• What is needed
Each record, exactly as written, should be printed again.

• Available records
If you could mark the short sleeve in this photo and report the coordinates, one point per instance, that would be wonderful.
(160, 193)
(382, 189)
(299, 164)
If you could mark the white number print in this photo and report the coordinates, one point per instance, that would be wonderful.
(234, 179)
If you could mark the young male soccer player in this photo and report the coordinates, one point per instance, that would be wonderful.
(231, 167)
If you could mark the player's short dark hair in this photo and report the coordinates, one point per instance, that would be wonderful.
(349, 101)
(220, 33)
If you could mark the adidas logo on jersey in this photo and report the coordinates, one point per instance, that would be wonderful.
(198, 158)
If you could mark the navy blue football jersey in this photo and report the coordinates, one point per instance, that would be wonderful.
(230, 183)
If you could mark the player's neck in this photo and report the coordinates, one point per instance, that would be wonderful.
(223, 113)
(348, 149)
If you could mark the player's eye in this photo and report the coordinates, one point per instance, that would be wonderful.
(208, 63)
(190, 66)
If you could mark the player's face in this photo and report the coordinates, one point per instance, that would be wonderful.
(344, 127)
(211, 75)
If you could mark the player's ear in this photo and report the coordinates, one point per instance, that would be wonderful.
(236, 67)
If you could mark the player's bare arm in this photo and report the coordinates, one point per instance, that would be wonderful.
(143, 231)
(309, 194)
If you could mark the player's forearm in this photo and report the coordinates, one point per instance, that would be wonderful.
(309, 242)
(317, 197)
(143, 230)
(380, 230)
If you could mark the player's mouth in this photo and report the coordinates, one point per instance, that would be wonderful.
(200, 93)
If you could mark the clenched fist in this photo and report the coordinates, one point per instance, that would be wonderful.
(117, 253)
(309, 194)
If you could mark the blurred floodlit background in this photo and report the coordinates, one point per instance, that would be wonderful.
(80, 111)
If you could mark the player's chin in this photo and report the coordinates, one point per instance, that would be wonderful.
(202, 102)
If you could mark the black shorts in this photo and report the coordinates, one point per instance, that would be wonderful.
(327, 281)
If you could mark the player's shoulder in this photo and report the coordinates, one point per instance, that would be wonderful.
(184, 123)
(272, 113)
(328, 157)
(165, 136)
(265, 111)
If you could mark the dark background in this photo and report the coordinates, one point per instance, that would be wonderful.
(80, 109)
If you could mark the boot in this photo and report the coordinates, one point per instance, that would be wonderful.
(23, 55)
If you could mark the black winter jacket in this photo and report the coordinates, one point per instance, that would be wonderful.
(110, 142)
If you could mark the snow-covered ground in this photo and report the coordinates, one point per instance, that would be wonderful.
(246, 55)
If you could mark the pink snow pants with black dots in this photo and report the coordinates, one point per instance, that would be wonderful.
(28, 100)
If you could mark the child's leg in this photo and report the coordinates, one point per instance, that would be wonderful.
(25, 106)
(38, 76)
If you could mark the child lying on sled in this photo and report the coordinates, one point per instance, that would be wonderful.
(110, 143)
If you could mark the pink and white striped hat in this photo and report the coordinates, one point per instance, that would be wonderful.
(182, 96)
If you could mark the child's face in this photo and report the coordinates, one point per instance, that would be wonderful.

• Expected answer
If you could mark the short sleeve in this photo and report the coordinates, one point per instance, that would be wonderful.
(160, 193)
(382, 189)
(299, 164)
If you could mark the white number print in this photo and report the coordinates, one point per instance, that would be wonderful.
(234, 179)
If you could mark the young male soccer player in this photo and report the coordinates, one point per instance, that would be wonderful.
(231, 167)
If you could mark the player's short dark hair in this photo and report the coordinates, one point per instance, that would be wonderful.
(349, 101)
(220, 33)
If you could mark the adidas logo on jersey in this photo and report the coordinates, one point per instance, that would be wonderful.
(198, 158)
If you could mark the navy blue football jersey in this photo and report the coordinates, one point per instance, that would be wonderful.
(230, 183)
If you could mark the player's neck in this photo and report the coordinates, one point per instance, that would be wonderful.
(223, 113)
(348, 149)
If you could mark the player's eye in this photo and report the coordinates, one point per instance, that would be wonderful.
(208, 63)
(190, 66)
If you could mark the player's face in this photo and report the coordinates, one point per instance, that would be wonderful.
(344, 127)
(211, 75)
If you could mark the player's ear in this photo and report the coordinates, one point per instance, that would be wonderful.
(236, 67)
If you could mark the player's bare arm in this photo and report the coordinates, one point per instance, that would be wonderful.
(143, 231)
(309, 194)
If you could mark the player's forearm in this photo and report the coordinates, one point per instance, that would be wonderful.
(309, 242)
(317, 197)
(143, 230)
(380, 230)
If you could mark the player's mouth in this photo and report the coordinates, one point per instance, that would be wonderful.
(200, 93)
If you could mark the clenched fist in this photo and report the coordinates, one point per instance, that would be wonderful.
(117, 253)
(309, 194)
If you could mark the blurred floodlit background in this photo and report the coordinates, one point per instance, that would be wonderful.
(80, 111)
If you could mark the player's chin in this photo and report the coordinates, one point per instance, that would be wonderful.
(202, 102)
If you could mark the black shorts in this photo and report the coordinates, one point per instance, that would be wonderful.
(327, 281)
If you could mark the player's shoulder in this photo and report the coordinates, one point per instance, that would be wonderful.
(184, 123)
(272, 113)
(328, 157)
(165, 136)
(265, 111)
If you could mark the dark background in this photo and report the coordinates, one point per instance, that would be wonderful.
(80, 109)
If you could mark the boot in this photo and report the coordinates, one point per instance, that would be wonderful.
(23, 55)
If you could mark the black winter jacket in this photo and report the coordinates, one point per instance, that would be wonderful.
(110, 142)
If you could mark the snow-covered ground in this photo and report the coordinates, one point per instance, that would be wonderful.
(246, 55)
If you could mark the pink snow pants with black dots in this photo and report the coordinates, one point per instance, that would be wonderful.
(28, 100)
If you could mark the child's leg in this photo and report the coordinates, one point per instance, that would be wonderful.
(25, 106)
(38, 76)
If you could mark the child lying on sled in this photo and report the coordinates, one point per instance, that would be wonderful.
(110, 143)
If you could mark the pink and white striped hat in this photo and report the coordinates, one point per instance, that would be wonderful.
(182, 96)
If you could mark the child's face in this photo and report the coordinates, one point per instance, that would be wonderful.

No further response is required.